### Available data

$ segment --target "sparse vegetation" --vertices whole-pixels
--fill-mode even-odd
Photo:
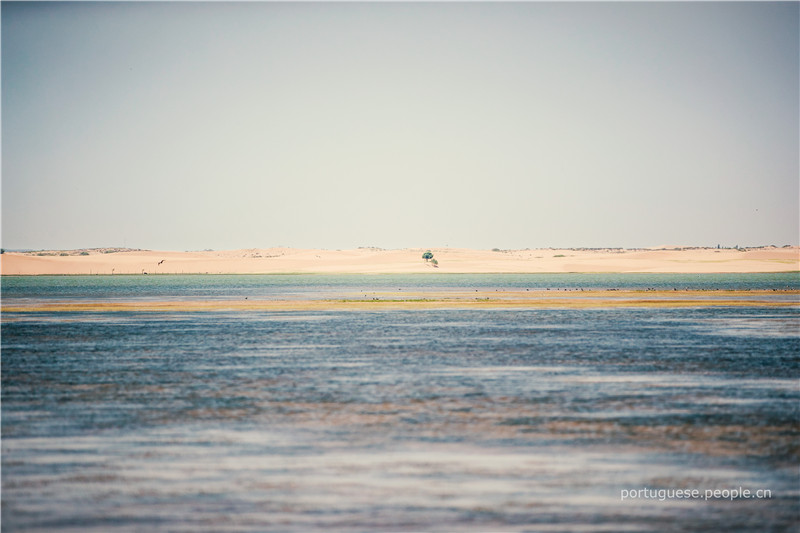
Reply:
[[[425,262],[426,262],[426,263],[427,263],[428,261],[430,261],[430,262],[431,262],[431,264],[432,264],[434,267],[438,267],[438,266],[439,266],[439,261],[437,261],[436,259],[434,259],[434,258],[433,258],[433,252],[431,252],[430,250],[428,250],[427,252],[425,252],[424,254],[422,254],[422,258],[425,260]]]
[[[82,251],[82,252],[81,252],[80,254],[78,254],[78,255],[89,255],[89,252],[87,252],[86,250],[84,250],[84,251]]]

######

What the task requires:
Set down all records verbatim, omitting images.

Response to the task:
$ segment --target "sparse vegetation" --vertices whole-pixels
--fill-mode even-odd
Photo:
Reply:
[[[425,262],[426,262],[426,263],[427,263],[428,261],[430,261],[430,262],[431,262],[431,264],[432,264],[434,267],[438,267],[438,266],[439,266],[439,261],[437,261],[436,259],[434,259],[434,258],[433,258],[433,252],[431,252],[430,250],[428,250],[427,252],[425,252],[424,254],[422,254],[422,258],[425,260]]]
[[[82,251],[82,252],[81,252],[80,254],[78,254],[78,255],[89,255],[89,252],[87,252],[86,250],[84,250],[84,251]]]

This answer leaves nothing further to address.